JAKARTA –  Mata rantai distribusi bahan bakar minyak (BBM) di Indonesia sangat kompleks, baik melalui laut maupun darat. Sementara itu, Undang-Undang Nomor 22 Tahun 2001 tentang Minyak dan  Gas Bumi mengamanatkan BBM harus tersedia di seluruh pelosok Nusantara. 

Ibrahim Hasyim, Ketua Alumni Akadami Minyak dan Gas, mengatakan mata rantai distribusi BBM sangat panjang dan bertingkat. Transportasi laut tentu sangat rumit membawa ke pulau-pulau kecil dengan alur pelayaran yang dangkal. Begitu juga di darat yang lokasinya sangat tersebar dengan infrastruktur jalan dan jembatan yang sangat terbatas untuk mencapainya.

“Kondisi itu semua menuntut saluran distribusi yang bertingkat, terminal dan kapal yang besar sampai kecil. Kondisi ini hanya terjadi di sebuah negara kepulauan,” kata Ibrahim di Jakarta, Selasa (22/3). 

Menurut Ibrahim yang membedakan komponen harga BBM di Indonesia dengan negara lain  karena ada pertimbangan ekonomi, sosial politik, dan lingkungan hidup. “Di Amerika Serikat saja, harga BBM antarnegara bagian saja bisa berbeda. Akan tetapi penentu utama tentulah harga minyak mentah,” kata dia.  

Menurut dia, harga BBM berkorelasi dengan biaya produksi dan transportasi. Jika penurunan harga BBM tidak signifikan tentu dampak terhadap biaya produksi dan transportasi pun menjadi kecil, kecuali jika peran biaya BBM dalam struktur biaya totalnya tinggi. 

Peran pemerintah untuk mengaudit biaya itu perlu agar dapat diketahui berapa besarnya pengaruh penurunan harga BBM terhadap terhadap total biaya. “Kalau formula itu ada, pemerintah akan ada pegangan untuk mengawasinya,” tegas Ibrahim.

Butir data tersimpan
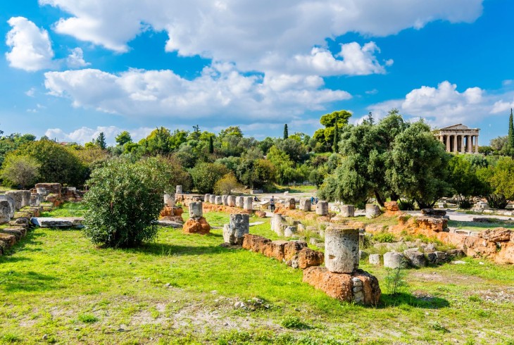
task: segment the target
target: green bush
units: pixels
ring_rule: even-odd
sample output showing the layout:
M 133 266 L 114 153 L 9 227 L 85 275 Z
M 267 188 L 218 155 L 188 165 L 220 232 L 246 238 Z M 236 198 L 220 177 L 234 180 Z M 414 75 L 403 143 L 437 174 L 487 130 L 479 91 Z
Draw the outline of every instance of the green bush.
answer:
M 156 171 L 147 160 L 132 163 L 123 159 L 93 171 L 84 197 L 89 209 L 84 233 L 93 243 L 132 247 L 155 238 L 164 192 Z

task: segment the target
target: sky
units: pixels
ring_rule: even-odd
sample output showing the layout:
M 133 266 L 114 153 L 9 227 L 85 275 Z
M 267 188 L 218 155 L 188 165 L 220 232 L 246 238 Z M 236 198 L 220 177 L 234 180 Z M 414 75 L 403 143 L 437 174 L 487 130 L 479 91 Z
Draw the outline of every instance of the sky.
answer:
M 337 110 L 396 108 L 506 135 L 509 0 L 0 3 L 0 130 L 85 143 L 163 126 L 312 135 Z

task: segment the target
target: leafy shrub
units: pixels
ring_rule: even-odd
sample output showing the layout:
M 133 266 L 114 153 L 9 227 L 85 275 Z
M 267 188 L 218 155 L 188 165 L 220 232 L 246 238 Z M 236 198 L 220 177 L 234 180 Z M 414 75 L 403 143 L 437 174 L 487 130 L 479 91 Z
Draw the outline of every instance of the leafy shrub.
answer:
M 84 233 L 95 244 L 132 247 L 157 234 L 154 220 L 164 192 L 148 161 L 132 163 L 118 159 L 92 173 L 84 201 Z
M 286 316 L 280 323 L 284 327 L 289 330 L 306 330 L 309 328 L 308 325 L 303 322 L 298 316 Z

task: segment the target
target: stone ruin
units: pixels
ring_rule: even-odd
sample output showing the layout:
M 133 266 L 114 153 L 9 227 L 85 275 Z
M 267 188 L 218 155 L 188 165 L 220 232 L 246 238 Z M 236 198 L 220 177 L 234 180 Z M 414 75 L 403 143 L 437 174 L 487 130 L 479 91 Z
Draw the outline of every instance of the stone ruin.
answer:
M 206 234 L 211 232 L 211 225 L 203 218 L 203 203 L 195 201 L 189 203 L 189 219 L 182 227 L 184 234 Z

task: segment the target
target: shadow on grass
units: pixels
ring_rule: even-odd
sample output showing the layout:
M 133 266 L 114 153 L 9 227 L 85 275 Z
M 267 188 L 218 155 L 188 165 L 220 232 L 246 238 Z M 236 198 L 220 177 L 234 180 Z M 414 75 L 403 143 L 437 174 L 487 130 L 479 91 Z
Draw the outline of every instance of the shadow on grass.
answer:
M 418 297 L 412 294 L 400 292 L 396 294 L 382 294 L 381 297 L 383 307 L 410 306 L 425 309 L 441 309 L 448 308 L 450 303 L 444 299 L 427 296 Z
M 6 272 L 0 277 L 0 289 L 5 292 L 48 291 L 57 288 L 59 278 L 36 272 Z

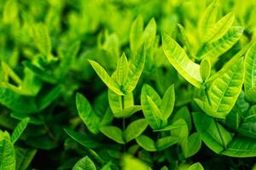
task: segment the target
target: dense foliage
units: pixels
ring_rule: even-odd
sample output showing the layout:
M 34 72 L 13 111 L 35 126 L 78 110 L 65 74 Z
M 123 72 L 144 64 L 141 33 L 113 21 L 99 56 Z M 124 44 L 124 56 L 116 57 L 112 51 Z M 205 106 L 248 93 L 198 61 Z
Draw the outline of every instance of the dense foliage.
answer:
M 255 16 L 254 0 L 0 1 L 0 169 L 255 169 Z

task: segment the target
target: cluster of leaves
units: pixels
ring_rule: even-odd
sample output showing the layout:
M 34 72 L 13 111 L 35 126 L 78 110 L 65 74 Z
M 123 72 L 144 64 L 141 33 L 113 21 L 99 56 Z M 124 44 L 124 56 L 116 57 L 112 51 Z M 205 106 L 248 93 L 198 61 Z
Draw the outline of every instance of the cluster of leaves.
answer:
M 1 1 L 0 169 L 255 168 L 255 15 L 253 0 Z

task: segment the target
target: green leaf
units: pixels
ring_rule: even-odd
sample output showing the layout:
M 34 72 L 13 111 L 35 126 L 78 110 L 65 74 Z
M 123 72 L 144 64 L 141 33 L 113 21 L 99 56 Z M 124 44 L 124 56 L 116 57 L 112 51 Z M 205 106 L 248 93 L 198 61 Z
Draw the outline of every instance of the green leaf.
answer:
M 199 32 L 203 36 L 205 32 L 212 26 L 217 18 L 218 1 L 214 0 L 204 11 L 199 20 Z
M 120 96 L 108 90 L 108 102 L 114 115 L 119 115 L 119 112 L 134 106 L 132 93 Z
M 86 134 L 81 134 L 79 133 L 67 128 L 65 128 L 64 130 L 67 133 L 67 134 L 68 134 L 68 136 L 70 136 L 73 139 L 74 139 L 76 142 L 79 143 L 84 147 L 94 149 L 101 145 L 99 143 L 93 140 L 93 139 L 91 139 L 90 136 L 87 136 Z
M 51 84 L 55 84 L 57 82 L 57 79 L 51 72 L 48 72 L 44 70 L 42 70 L 41 68 L 38 68 L 38 66 L 32 65 L 29 61 L 24 61 L 22 63 L 26 68 L 30 69 L 41 80 Z
M 51 52 L 51 43 L 47 27 L 43 24 L 34 26 L 33 38 L 40 53 L 49 57 Z
M 170 131 L 177 128 L 181 128 L 183 126 L 187 126 L 187 123 L 184 121 L 177 121 L 174 124 L 168 125 L 165 127 L 164 128 L 154 130 L 154 132 L 163 132 L 163 131 Z
M 187 52 L 189 53 L 189 55 L 191 56 L 192 54 L 190 54 L 190 46 L 189 46 L 189 39 L 188 39 L 187 35 L 186 35 L 185 29 L 180 24 L 177 24 L 177 27 L 178 27 L 179 31 L 181 33 L 182 42 L 186 47 L 186 49 L 187 49 Z
M 37 153 L 37 150 L 16 148 L 16 169 L 26 170 L 31 164 Z
M 92 68 L 100 76 L 102 81 L 115 94 L 119 95 L 124 95 L 123 92 L 120 90 L 119 86 L 109 76 L 108 72 L 97 63 L 93 60 L 88 60 Z
M 180 139 L 181 141 L 183 139 L 187 139 L 189 136 L 189 128 L 187 126 L 186 122 L 184 119 L 181 118 L 173 122 L 172 124 L 173 127 L 180 127 L 179 128 L 172 128 L 172 136 L 177 136 Z
M 187 106 L 183 106 L 177 110 L 176 114 L 174 115 L 172 122 L 177 122 L 178 119 L 183 119 L 186 122 L 189 131 L 192 128 L 192 121 L 189 110 Z M 184 124 L 185 125 L 185 124 Z
M 249 90 L 247 90 L 245 93 L 247 100 L 252 103 L 256 103 L 256 87 Z
M 143 111 L 149 126 L 153 129 L 157 129 L 160 128 L 160 117 L 156 116 L 156 113 L 154 112 L 151 105 L 151 105 L 149 104 L 148 99 L 150 101 L 154 101 L 153 103 L 154 105 L 153 105 L 153 106 L 160 105 L 161 104 L 161 99 L 157 94 L 157 93 L 149 85 L 145 84 L 143 87 L 141 94 L 141 104 Z
M 145 42 L 147 48 L 154 43 L 156 31 L 156 23 L 154 19 L 152 18 L 147 25 L 142 36 L 142 42 Z
M 130 31 L 130 47 L 133 53 L 143 44 L 141 37 L 143 32 L 143 18 L 139 15 L 132 23 Z
M 24 118 L 17 125 L 17 127 L 15 128 L 15 129 L 14 130 L 11 135 L 11 141 L 13 144 L 15 144 L 18 140 L 18 139 L 20 138 L 23 131 L 26 129 L 27 124 L 29 123 L 29 121 L 30 121 L 29 117 Z
M 248 49 L 246 54 L 245 60 L 245 91 L 256 88 L 256 43 Z
M 235 20 L 235 14 L 229 13 L 216 24 L 210 26 L 203 37 L 204 42 L 212 42 L 222 37 L 231 27 Z
M 33 98 L 19 95 L 10 89 L 1 87 L 0 103 L 18 113 L 33 113 L 38 110 Z
M 132 170 L 132 169 L 139 169 L 139 170 L 148 170 L 149 167 L 141 162 L 138 159 L 132 157 L 131 156 L 125 156 L 123 160 L 123 170 Z
M 140 135 L 136 139 L 136 142 L 144 150 L 148 151 L 156 151 L 156 146 L 152 139 L 145 135 Z
M 167 120 L 172 113 L 175 102 L 174 85 L 171 85 L 166 91 L 160 110 L 161 111 L 162 120 Z
M 138 119 L 130 123 L 125 131 L 125 142 L 128 143 L 141 135 L 147 127 L 148 122 L 145 119 Z
M 61 90 L 62 86 L 57 85 L 52 89 L 50 89 L 49 92 L 45 92 L 45 94 L 41 94 L 40 98 L 38 100 L 38 109 L 42 110 L 45 109 L 48 105 L 49 105 L 60 95 Z
M 114 140 L 119 144 L 125 144 L 123 138 L 123 132 L 120 128 L 114 126 L 103 126 L 101 127 L 101 132 L 109 139 Z
M 195 112 L 193 118 L 201 139 L 215 153 L 220 154 L 232 141 L 232 134 L 212 117 Z
M 113 114 L 118 113 L 123 110 L 122 96 L 116 94 L 112 90 L 108 89 L 108 102 L 111 110 Z M 125 96 L 124 96 L 125 98 Z
M 185 51 L 167 34 L 162 34 L 162 41 L 163 50 L 172 66 L 189 82 L 201 88 L 202 79 L 200 76 L 200 65 L 190 60 Z
M 95 134 L 98 133 L 101 119 L 96 115 L 87 99 L 77 94 L 76 105 L 79 115 L 88 129 Z
M 123 118 L 123 117 L 127 118 L 141 110 L 142 110 L 142 107 L 140 105 L 133 105 L 131 107 L 124 109 L 123 110 L 115 113 L 114 116 L 116 118 Z
M 96 170 L 96 167 L 93 162 L 88 157 L 85 156 L 74 165 L 72 168 L 73 170 Z
M 177 144 L 179 141 L 179 139 L 174 136 L 167 136 L 161 139 L 159 139 L 156 141 L 157 150 L 164 150 L 170 146 Z
M 124 53 L 120 59 L 119 60 L 116 74 L 117 74 L 117 82 L 120 86 L 123 86 L 127 79 L 128 74 L 128 60 Z
M 143 46 L 133 56 L 132 60 L 129 62 L 129 70 L 127 73 L 127 81 L 124 84 L 125 94 L 131 93 L 136 88 L 137 82 L 143 73 L 146 61 L 146 48 Z
M 204 170 L 200 162 L 194 163 L 187 170 Z
M 254 157 L 256 156 L 255 139 L 237 136 L 222 155 L 232 157 Z
M 243 28 L 232 26 L 226 34 L 218 40 L 207 43 L 197 54 L 201 59 L 209 58 L 212 64 L 218 60 L 218 56 L 228 51 L 241 37 Z
M 199 133 L 192 133 L 183 144 L 183 150 L 186 158 L 190 157 L 196 154 L 201 149 L 201 139 Z
M 242 59 L 239 60 L 230 70 L 215 79 L 209 90 L 208 99 L 195 99 L 197 105 L 209 116 L 225 118 L 232 110 L 241 91 L 244 79 L 244 65 Z
M 209 60 L 204 59 L 200 65 L 200 76 L 204 80 L 207 81 L 211 74 L 211 62 Z
M 153 101 L 153 99 L 149 96 L 147 96 L 147 100 L 148 100 L 148 103 L 149 104 L 149 105 L 151 107 L 152 112 L 154 114 L 153 116 L 154 117 L 154 120 L 158 123 L 157 126 L 160 127 L 160 122 L 161 122 L 160 120 L 164 120 L 161 111 L 160 110 L 160 109 L 158 108 L 156 104 Z
M 0 137 L 0 153 L 1 169 L 15 170 L 15 151 L 9 139 Z
M 256 123 L 255 122 L 242 122 L 239 128 L 238 132 L 243 135 L 252 139 L 256 139 Z

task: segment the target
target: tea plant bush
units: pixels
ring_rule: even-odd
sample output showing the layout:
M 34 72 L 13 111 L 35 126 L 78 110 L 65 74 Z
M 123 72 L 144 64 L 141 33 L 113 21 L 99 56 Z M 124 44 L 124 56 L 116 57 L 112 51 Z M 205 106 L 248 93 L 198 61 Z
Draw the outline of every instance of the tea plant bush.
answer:
M 1 1 L 0 169 L 255 169 L 255 8 Z

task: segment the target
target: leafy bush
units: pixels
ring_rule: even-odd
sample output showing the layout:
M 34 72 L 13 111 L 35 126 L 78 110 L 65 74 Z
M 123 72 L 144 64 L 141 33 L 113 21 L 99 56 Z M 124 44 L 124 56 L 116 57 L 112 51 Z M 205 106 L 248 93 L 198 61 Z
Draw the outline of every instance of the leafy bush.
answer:
M 1 1 L 0 169 L 255 169 L 255 7 Z

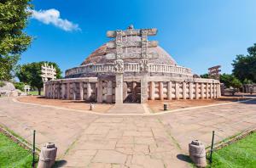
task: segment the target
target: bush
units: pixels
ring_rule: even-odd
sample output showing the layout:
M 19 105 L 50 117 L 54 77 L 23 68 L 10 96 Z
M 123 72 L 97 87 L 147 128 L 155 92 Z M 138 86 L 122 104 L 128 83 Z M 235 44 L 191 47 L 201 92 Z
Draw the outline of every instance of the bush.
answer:
M 14 83 L 14 85 L 15 85 L 16 89 L 19 89 L 20 91 L 24 91 L 25 83 L 23 83 L 23 82 L 15 82 L 15 83 Z
M 4 81 L 0 81 L 0 87 L 4 87 L 6 84 Z

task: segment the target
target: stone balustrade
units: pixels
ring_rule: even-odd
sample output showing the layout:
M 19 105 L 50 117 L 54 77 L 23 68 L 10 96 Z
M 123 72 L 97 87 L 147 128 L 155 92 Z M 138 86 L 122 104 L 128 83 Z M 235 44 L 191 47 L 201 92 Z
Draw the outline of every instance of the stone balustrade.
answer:
M 124 64 L 125 72 L 140 72 L 140 70 L 139 63 L 125 63 Z M 65 76 L 69 76 L 79 74 L 106 73 L 114 71 L 115 69 L 113 64 L 99 64 L 94 65 L 86 64 L 66 70 Z M 148 64 L 148 72 L 182 74 L 192 76 L 190 69 L 170 64 Z
M 140 83 L 140 80 L 139 76 L 132 79 L 125 77 L 124 83 L 129 87 Z M 125 96 L 123 98 L 122 95 L 127 95 L 127 92 L 120 93 L 119 96 L 115 94 L 116 82 L 111 78 L 67 78 L 49 81 L 44 84 L 44 95 L 47 98 L 113 103 L 116 100 L 125 100 Z M 126 88 L 124 92 L 131 89 L 132 90 L 132 88 Z M 218 80 L 170 76 L 148 76 L 148 99 L 150 100 L 218 98 L 220 95 L 220 83 Z

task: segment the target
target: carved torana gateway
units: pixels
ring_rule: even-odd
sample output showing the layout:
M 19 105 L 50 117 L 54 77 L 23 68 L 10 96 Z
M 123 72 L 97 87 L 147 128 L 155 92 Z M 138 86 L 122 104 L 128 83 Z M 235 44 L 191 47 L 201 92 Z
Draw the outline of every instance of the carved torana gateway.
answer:
M 218 98 L 219 81 L 194 78 L 158 42 L 148 40 L 156 33 L 133 25 L 108 31 L 113 40 L 66 70 L 64 79 L 45 82 L 45 97 L 116 104 Z

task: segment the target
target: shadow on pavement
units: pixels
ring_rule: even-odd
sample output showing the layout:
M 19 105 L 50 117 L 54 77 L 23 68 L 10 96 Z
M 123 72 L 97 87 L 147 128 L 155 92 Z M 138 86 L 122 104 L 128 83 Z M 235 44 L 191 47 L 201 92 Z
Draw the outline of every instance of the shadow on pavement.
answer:
M 177 154 L 176 156 L 178 160 L 193 164 L 191 159 L 187 154 Z
M 62 167 L 63 165 L 65 165 L 67 164 L 67 161 L 64 160 L 56 160 L 55 165 L 53 165 L 54 168 L 56 167 Z

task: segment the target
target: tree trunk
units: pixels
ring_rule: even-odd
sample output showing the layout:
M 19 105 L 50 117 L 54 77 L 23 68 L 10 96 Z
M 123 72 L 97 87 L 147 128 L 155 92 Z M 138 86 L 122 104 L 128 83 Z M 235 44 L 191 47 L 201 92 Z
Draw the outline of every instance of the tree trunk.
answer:
M 38 95 L 41 96 L 41 87 L 38 87 Z

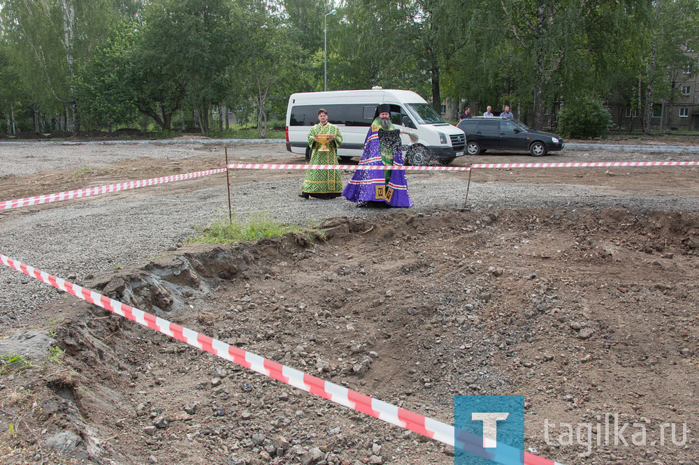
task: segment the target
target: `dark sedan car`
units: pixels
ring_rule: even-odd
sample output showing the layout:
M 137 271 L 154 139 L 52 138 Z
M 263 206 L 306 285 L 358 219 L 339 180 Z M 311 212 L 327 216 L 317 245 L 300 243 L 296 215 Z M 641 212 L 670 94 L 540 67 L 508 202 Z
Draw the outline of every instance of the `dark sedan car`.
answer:
M 466 135 L 466 153 L 477 155 L 486 150 L 526 150 L 534 156 L 561 150 L 558 135 L 534 131 L 517 119 L 474 117 L 462 119 L 456 127 Z

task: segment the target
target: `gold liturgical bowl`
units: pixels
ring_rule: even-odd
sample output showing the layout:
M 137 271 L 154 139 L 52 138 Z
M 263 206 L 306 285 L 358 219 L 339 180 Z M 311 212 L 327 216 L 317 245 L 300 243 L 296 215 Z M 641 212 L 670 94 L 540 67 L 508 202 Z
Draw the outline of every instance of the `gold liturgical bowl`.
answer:
M 330 148 L 328 147 L 328 142 L 330 142 L 330 135 L 319 134 L 317 137 L 318 142 L 320 142 L 320 148 L 318 149 L 318 152 L 330 152 Z

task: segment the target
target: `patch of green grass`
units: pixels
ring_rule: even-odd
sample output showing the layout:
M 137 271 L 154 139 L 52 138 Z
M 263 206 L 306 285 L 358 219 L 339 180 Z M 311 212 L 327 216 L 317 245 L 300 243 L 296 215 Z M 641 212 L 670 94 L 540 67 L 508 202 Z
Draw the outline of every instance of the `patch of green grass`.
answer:
M 29 368 L 30 367 L 31 367 L 31 362 L 25 360 L 18 353 L 0 355 L 0 374 L 7 373 L 12 368 Z
M 264 237 L 278 237 L 293 232 L 303 235 L 322 235 L 322 231 L 312 226 L 303 227 L 280 223 L 266 214 L 258 214 L 249 220 L 233 218 L 218 219 L 207 228 L 201 228 L 201 235 L 195 242 L 206 244 L 236 244 L 255 241 Z
M 265 138 L 267 139 L 284 139 L 287 137 L 284 130 L 273 128 L 281 128 L 283 126 L 283 122 L 268 121 L 267 133 L 265 134 Z M 222 131 L 217 130 L 211 131 L 206 135 L 216 139 L 259 139 L 260 132 L 257 129 L 257 125 L 234 126 L 230 129 L 224 129 Z
M 58 346 L 49 347 L 48 351 L 50 353 L 48 356 L 49 362 L 57 364 L 61 363 L 61 361 L 63 360 L 64 355 L 66 354 L 66 351 L 62 350 Z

* **Tugas A**
Menurut artikel tentang distribusi BBM, undang-undang apa yang mewajibkan BBM tersedia di seluruh pelosok Nusantara?
* **Tugas B**
Tuliskan ulang persis bagian artikel tentang distribusi BBM, mulai dari kata-kata "Ibrahim Hasyim, Ketua" dan terus sampai kata-kata "terbatas untuk mencapainya.".
* **Tugas C**
Ringkas artikel tentang distribusi BBM dalam dua kalimat.

* **Jawaban A**
Undang-Undang Nomor 22 Tahun 2001 tentang Minyak dan Gas Bumi.

* **Jawaban B**
Ibrahim Hasyim, Ketua Alumni Akadami Minyak dan Gas, mengatakan mata rantai distribusi BBM sangat panjang dan bertingkat. Transportasi laut tentu sangat rumit membawa ke pulau-pulau kecil dengan alur pelayaran yang dangkal. Begitu juga di darat yang lokasinya sangat tersebar dengan infrastruktur jalan dan jembatan yang sangat terbatas untuk mencapainya.

* **Jawaban C**
Distribusi BBM di Indonesia sangat kompleks dan bertingkat, baik lewat laut maupun darat, padahal undang-undang mewajibkan BBM tersedia di seluruh pelosok Nusantara. Menurut Ibrahim Hasyim, harga BBM berkorelasi dengan biaya produksi dan transportasi, dan pemerintah perlu mengaudit biaya itu untuk mengetahui besarnya pengaruh penurunan harga BBM terhadap total biaya.